Revision as of 18:17, 22 September 2014

A symbol in a formal language used for denoting a logical operation by means of which a new statement can be obtained from given statements. The most important propositional connectives are: the conjunction $\&$ (or $\land$), the disjunction $\lor$, the implication $\supset$ (or $\to$, or $\Rightarrow$), the negation $\neg$ (or $\sim$), and equivalence $\equiv$ (or $\leftrightarrow$, or $\Leftrightarrow$). These propositional connectives correspond in the English language to the expressions "and", "or", "implies", "it is not true that", and "is equivalent with". Sometimes one considers other propositional connectives; for example, the Sheffer stroke.

The symbol $\equiv$ is usually not introduced as an independent propositional connective, but as an abbreviation:

$$A\equiv B\Leftrightarrow((A\supset B)\&(B\supset A)).\tag{1}$$

If a language contains the propositional constant $\bot$, denoting "untruth", then negation can be regarded as an abbreviation: $\neg A\Leftrightarrow(A\supset\bot)$.

- **Problem 1**:
Rewrite the records below as a numbered list, one entry per line, with blank lines dropped and the picture omitted.
- **Problem 2**:
Continue the passage on propositional connectives from the point where it ends.

- **Provided records**:

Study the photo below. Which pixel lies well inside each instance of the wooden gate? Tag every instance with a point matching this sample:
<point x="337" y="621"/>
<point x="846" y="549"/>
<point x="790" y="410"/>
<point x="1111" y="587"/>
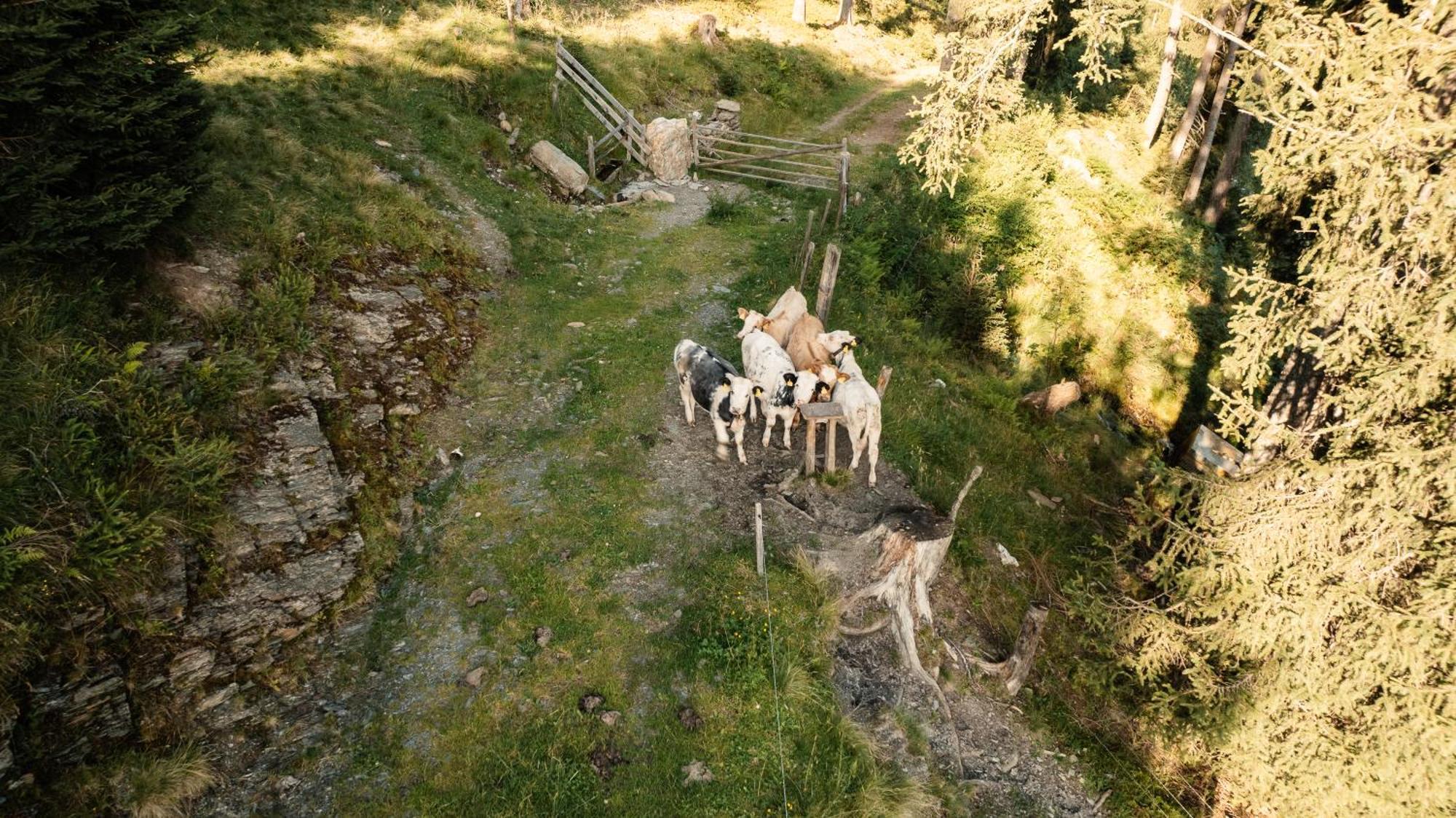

- **Task response 1**:
1. Study the photo below. Which pixel lies well inside each instance of the wooden gate? Tag every instance with a point matching this sample:
2. <point x="337" y="621"/>
3. <point x="846" y="549"/>
4. <point x="790" y="410"/>
5. <point x="1111" y="587"/>

- **Task response 2**:
The propositional connectives $\&,\lor,\supset$, and $\neg$ are not independent in classical logic, since the following equivalences hold:

$$A\&B\equiv\neg(\neg A\lor\neg B)\equiv\neg(A\supset\neg B),\tag{2}$$

$$A\lor B\equiv\neg(\neg A\&\neg B)\equiv(\neg A\supset B)\equiv((A\supset B)\supset B),\tag{3}$$

$$A\supset B\equiv(\neg A\lor B)\equiv\neg(A\&\neg B).\tag{4}$$

Thus, each of the propositional connectives $\&,\lor,\supset$ can be expressed in terms of $\neg$ and one of the others. Therefore, in formulating the classical propositional calculus of expressions, one can choose two propositional connectives as primitive: $\neg$ and one of $\&,\lor,\supset$; the others are regarded as abbreviations, according to (1)–(4). In intuitionistic logic, $\&,\lor\supset$, and $\neg$ are independent.


Comments

References

[a1] J.L. Bell, M. Machover, "A course in mathematical logic" , North-Holland (1977)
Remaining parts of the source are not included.